TASK REQUIREMENTS = Apart from the images, every record here needs to be copied exactly.

Free-text object descriptions
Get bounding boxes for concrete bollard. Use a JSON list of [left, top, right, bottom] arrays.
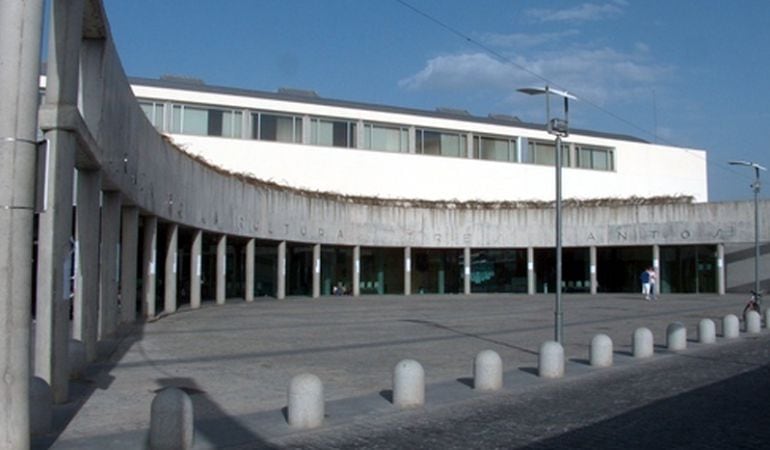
[[29, 377, 53, 436], [538, 341, 564, 379], [474, 350, 503, 391], [632, 327, 654, 358], [287, 373, 324, 429], [723, 314, 740, 339], [69, 339, 87, 379], [590, 334, 613, 367], [698, 319, 716, 344], [746, 310, 761, 334], [149, 387, 194, 450], [666, 322, 687, 351], [393, 359, 425, 408]]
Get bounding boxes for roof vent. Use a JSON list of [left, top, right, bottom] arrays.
[[278, 87, 320, 98], [160, 74, 205, 85], [436, 107, 471, 116], [488, 113, 521, 123]]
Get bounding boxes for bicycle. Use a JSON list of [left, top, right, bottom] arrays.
[[743, 290, 762, 316]]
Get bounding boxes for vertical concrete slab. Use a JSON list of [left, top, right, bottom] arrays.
[[589, 246, 598, 295], [216, 235, 226, 305], [164, 224, 178, 314], [120, 206, 139, 324], [652, 244, 661, 297], [245, 238, 255, 302], [142, 216, 158, 319], [277, 241, 287, 299], [74, 170, 100, 362], [353, 246, 361, 297], [190, 229, 202, 309], [717, 243, 725, 295], [404, 247, 412, 295], [312, 244, 321, 298], [0, 0, 45, 442], [99, 191, 121, 338], [527, 247, 535, 295], [464, 247, 471, 295]]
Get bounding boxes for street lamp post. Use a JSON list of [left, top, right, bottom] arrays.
[[518, 86, 576, 344], [729, 160, 766, 295]]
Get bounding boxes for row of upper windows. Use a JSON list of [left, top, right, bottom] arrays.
[[138, 100, 615, 171]]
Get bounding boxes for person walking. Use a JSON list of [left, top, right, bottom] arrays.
[[640, 267, 651, 301], [648, 267, 657, 301]]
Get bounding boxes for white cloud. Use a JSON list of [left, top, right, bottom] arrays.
[[526, 1, 627, 23], [479, 30, 580, 49]]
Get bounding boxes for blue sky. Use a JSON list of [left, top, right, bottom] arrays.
[[102, 0, 770, 202]]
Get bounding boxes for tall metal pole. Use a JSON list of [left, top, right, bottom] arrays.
[[0, 0, 46, 447], [753, 166, 761, 295], [555, 134, 563, 343]]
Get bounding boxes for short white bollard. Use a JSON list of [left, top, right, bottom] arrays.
[[698, 319, 716, 344], [69, 339, 87, 379], [746, 310, 761, 334], [29, 377, 52, 436], [632, 327, 654, 358], [590, 334, 613, 367], [666, 322, 687, 351], [474, 350, 503, 391], [538, 341, 564, 379], [149, 387, 194, 450], [723, 314, 740, 338], [393, 359, 425, 409], [287, 373, 324, 429]]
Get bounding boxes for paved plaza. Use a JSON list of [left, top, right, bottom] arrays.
[[37, 293, 769, 449]]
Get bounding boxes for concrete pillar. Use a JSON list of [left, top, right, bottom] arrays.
[[353, 246, 361, 297], [464, 247, 471, 295], [120, 206, 139, 324], [717, 243, 726, 295], [189, 230, 202, 309], [404, 247, 412, 295], [216, 235, 227, 305], [312, 244, 321, 298], [74, 170, 100, 362], [99, 191, 121, 338], [245, 238, 255, 302], [277, 241, 287, 299], [0, 0, 45, 443], [723, 314, 740, 338], [142, 216, 158, 319], [746, 311, 761, 334], [527, 247, 535, 295], [589, 246, 598, 295], [652, 244, 661, 297], [164, 224, 178, 314], [698, 319, 716, 344]]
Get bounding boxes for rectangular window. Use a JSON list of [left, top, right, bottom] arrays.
[[168, 103, 241, 137], [527, 140, 570, 166], [139, 101, 166, 130], [363, 123, 409, 152], [577, 146, 614, 171], [310, 118, 357, 148], [474, 135, 516, 162], [416, 129, 467, 157], [251, 112, 303, 143]]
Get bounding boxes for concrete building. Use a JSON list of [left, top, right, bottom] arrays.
[[0, 0, 767, 447]]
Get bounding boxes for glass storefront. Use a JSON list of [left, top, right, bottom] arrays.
[[470, 248, 527, 293], [596, 246, 652, 293], [411, 249, 463, 294], [360, 247, 403, 294], [286, 243, 313, 296], [660, 245, 717, 293], [534, 247, 590, 293], [321, 246, 353, 295]]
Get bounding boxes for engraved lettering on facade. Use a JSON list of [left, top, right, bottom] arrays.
[[434, 233, 441, 243], [337, 229, 344, 239], [617, 231, 627, 241], [300, 226, 307, 236], [681, 230, 691, 239], [587, 232, 597, 241], [318, 228, 325, 237], [463, 233, 472, 244], [284, 223, 290, 235]]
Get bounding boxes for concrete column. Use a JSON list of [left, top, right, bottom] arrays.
[[0, 0, 45, 442], [34, 0, 85, 407], [98, 191, 121, 338], [216, 235, 227, 305], [589, 246, 598, 295], [190, 229, 202, 309], [74, 170, 100, 362], [277, 241, 287, 299], [464, 247, 471, 295], [164, 224, 178, 314], [245, 238, 255, 302], [353, 246, 361, 297], [312, 244, 321, 298], [404, 247, 412, 295], [527, 247, 536, 295], [120, 206, 139, 324], [142, 216, 158, 319], [652, 244, 661, 296], [717, 243, 726, 295]]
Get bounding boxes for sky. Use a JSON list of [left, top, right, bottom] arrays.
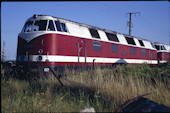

RESPONSE =
Get bounding boxes for concrete bollard. Use a JSON list of [left, top, right, bottom] arrays.
[[29, 377, 53, 436], [538, 341, 564, 379], [474, 350, 503, 391], [632, 327, 654, 358], [287, 373, 324, 429], [723, 314, 740, 339], [69, 339, 87, 379], [590, 334, 613, 367], [698, 319, 716, 344], [746, 310, 761, 334], [149, 387, 194, 450], [666, 322, 687, 351], [393, 359, 425, 408]]
Get bounding boxes for roof vent. Use a JSON list of [left, top, right, bottom] arrays.
[[278, 87, 320, 98], [160, 74, 205, 85], [436, 107, 471, 116], [488, 113, 521, 123]]
Get bounding boxes for bicycle. Use a JSON list of [left, top, right, bottom] arrays.
[[743, 290, 762, 316]]
Get bounding boxes for vertical concrete slab. Use a JSON list of [left, top, right, bottom] arrays.
[[589, 246, 598, 295], [216, 235, 226, 305], [164, 224, 178, 314], [120, 206, 139, 324], [652, 244, 661, 297], [245, 238, 255, 302], [142, 216, 158, 319], [277, 241, 287, 299], [74, 170, 100, 362], [353, 246, 361, 297], [190, 229, 202, 309], [717, 243, 725, 295], [404, 247, 412, 295], [312, 244, 321, 298], [0, 0, 45, 442], [99, 191, 121, 338], [527, 247, 535, 295], [464, 247, 471, 295]]
Get bounding boxes for street lamp post. Use a JSON list of [left, top, right, bottom] arrays.
[[518, 86, 576, 344], [729, 160, 766, 295]]
Get bounding boxes for row of upper windows. Use a JSON list of [left, top, right, bottom] arrays.
[[138, 100, 615, 171]]
Get bounding boxes for person walking. Use a JSON list of [left, top, right, bottom] arrays.
[[640, 267, 651, 301], [648, 267, 657, 301]]
Get bounding boxes for white cloud. Use a JSON list of [left, top, right, bottom] arrays.
[[526, 1, 627, 23], [479, 30, 580, 49]]
Get bounding boxes for blue sky. Use a JSON list of [left, top, right, bottom] arrays.
[[102, 0, 770, 202]]
Get bounding boxes for tall metal pole. Use a JSON list of [left, top, right, bottom] arrays.
[[0, 0, 46, 447], [753, 166, 761, 295], [555, 134, 563, 343]]
Get bounding boxes for short white bollard. Use a JSON list of [left, top, right, bottom] arrays.
[[698, 319, 716, 344], [69, 339, 87, 379], [746, 310, 761, 334], [29, 377, 52, 436], [632, 327, 654, 358], [590, 334, 613, 367], [666, 322, 687, 351], [474, 350, 503, 391], [538, 341, 564, 379], [149, 387, 194, 450], [723, 314, 740, 338], [393, 359, 425, 409], [287, 373, 324, 429]]
Get bounding boxes for paved plaza. Use a JSON list of [left, top, right, bottom] arrays.
[[37, 293, 769, 449]]
Get bounding boxes for concrete pillar. Use a JSON list of [left, top, right, bottom] arrays.
[[353, 246, 361, 297], [464, 247, 471, 295], [120, 206, 139, 324], [717, 243, 726, 295], [189, 230, 202, 309], [404, 247, 412, 295], [216, 235, 227, 305], [312, 244, 321, 298], [74, 170, 100, 362], [99, 191, 121, 338], [245, 238, 255, 302], [277, 241, 287, 299], [0, 0, 45, 443], [723, 314, 740, 338], [142, 216, 158, 319], [746, 311, 761, 334], [527, 247, 535, 295], [589, 246, 598, 295], [652, 244, 661, 297], [164, 224, 178, 314], [698, 319, 716, 344]]
Get bounding boxes for rectangular window. Use a JSON list of [left, top, right, bottom] arrays.
[[168, 103, 241, 137], [527, 140, 570, 166], [139, 101, 166, 130], [363, 123, 409, 152], [577, 146, 614, 171], [310, 118, 357, 148], [474, 135, 516, 162], [416, 129, 467, 157], [251, 112, 303, 143]]
Get bounding boxes for concrete building. Use a JSON list of [left, top, right, bottom] arrays.
[[0, 0, 767, 447]]
Get bounding boxes for glass storefront. Use a JSON list of [left, top, right, bottom] arrays.
[[470, 248, 527, 293], [596, 246, 652, 293], [411, 249, 463, 294], [360, 247, 403, 294], [286, 243, 313, 296], [660, 245, 717, 293], [534, 247, 590, 293], [321, 246, 353, 295]]
Get bounding boxes for engraved lettering on facade. Use a JSON list of [left, top, right, bottom] arrays.
[[434, 233, 441, 243], [337, 229, 344, 239], [617, 231, 627, 241], [300, 226, 307, 236], [681, 230, 691, 239], [587, 232, 597, 241], [318, 228, 325, 237], [463, 233, 472, 244], [284, 223, 290, 235]]
Get bounding boxes for concrete column. Use a JSON list of [left, top, right, bottom] arrays.
[[0, 0, 45, 442], [34, 0, 85, 407], [98, 191, 121, 338], [216, 235, 227, 305], [589, 246, 598, 295], [190, 229, 202, 309], [74, 170, 100, 362], [277, 241, 287, 299], [464, 247, 471, 295], [164, 224, 178, 314], [245, 238, 255, 302], [353, 246, 361, 297], [312, 244, 321, 298], [404, 247, 412, 295], [527, 247, 536, 295], [120, 206, 139, 324], [142, 216, 158, 319], [652, 244, 661, 296], [717, 243, 726, 295]]
Get bounding boxes for sky. Use a JSON list of [left, top, right, bottom] arrays.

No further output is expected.